■ **LIST OF TASKS**
**a)** From the piece on Connecticut's special education funding below, extract the passage that begins at the words "The Connecticut School Finance Project, an" and ends after the words "special education needs.", copying it word for word.
**b)** Continue the piece on the proposed overhaul of Connecticut's special education funding from its last sentence, not the records.

===== TEXT EXCERPT =====

Corporate Education Reform Group’s proposal for new special education system in Connecticut panned;

The Connecticut School Finance Project, an off-shoot of the corporate funded charter school lobby group Connecticut Council on Education Reform (CCER) recently proposed legislation that would undermine Connecticut’s special education funding system.  Under the guise of “reform,” the new centralized and bureaucratic system would effectively remove local control when it comes to determining what programs and services would best address each individual child’s special education needs.

In violation of Connecticut’s state ethics laws, The Connecticut School Finance Project developed the outrageous proposal in conjunction with the Malloy administration and is now trying to get state legislators to put the organization’s plan into law.

===== DATA FOR ANALYSIS =====

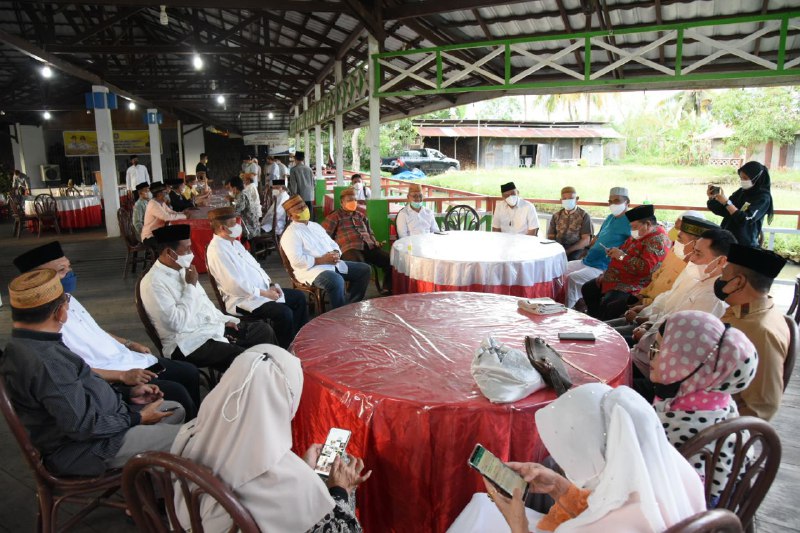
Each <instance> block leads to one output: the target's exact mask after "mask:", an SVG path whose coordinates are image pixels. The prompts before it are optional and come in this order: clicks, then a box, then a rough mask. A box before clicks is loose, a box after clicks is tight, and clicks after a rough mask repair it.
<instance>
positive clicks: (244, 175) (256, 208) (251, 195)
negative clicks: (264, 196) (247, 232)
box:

=====

■ **ANSWER LIST**
**a)**
The Connecticut School Finance Project, an off-shoot of the corporate funded charter school lobby group Connecticut Council on Education Reform (CCER) recently proposed legislation that would undermine Connecticut’s special education funding system.  Under the guise of “reform,” the new centralized and bureaucratic system would effectively remove local control when it comes to determining what programs and services would best address each individual child’s special education needs.

**b)**
In testimony provided to the Education Committee this week, Thomas Scarice, Superintendent of the Madison Schools and Dr. Elizabeth Battaglia, Director of Special Education in Madison, noted, among other points, that;

No other state in the nation has implemented a statewide intermediary to pay for all special education costs for school districts.  In short, this is a grand experiment with only theoretical assurances.  A comprehensive analysis by a task force, one that considers alternatives beyond the proposed cooperative, is necessary to address the complex problems facing districts.  An experiment is not a solution.  In fact, after a simple Google search, one can find the results of a somewhat similar model that was implemented on a regional basis in California through Special Education Local Planning Areas (SELPA).  Over 100 of these models were implemented in California.  An analysis of these models by the Public Policy Institute of California found that they reduced transparency, accountability and local control.  Even more disturbing, they were consistently underfunded and failed to distribute aid in an equitable manner.  Additionally, the only somewhat analogous ode lint he nation (SELPAs) did not solve the primary problem facing districts, that is, rising special education costs.

In the California study, when local control for funding was taken away, it impacted preventative services and early intervention programs…

In a reasoned and well-thought out accounting of the problems, Superintendent Scarice and Dr. Battaglia revealed the very real short-comings in the Connecticut School Finance Project’s proposal.

The question now is whether legislators will back the corporate education reform entity or do what is best for Connecticut students who require special education services and the local school districts that provide them with that vital support.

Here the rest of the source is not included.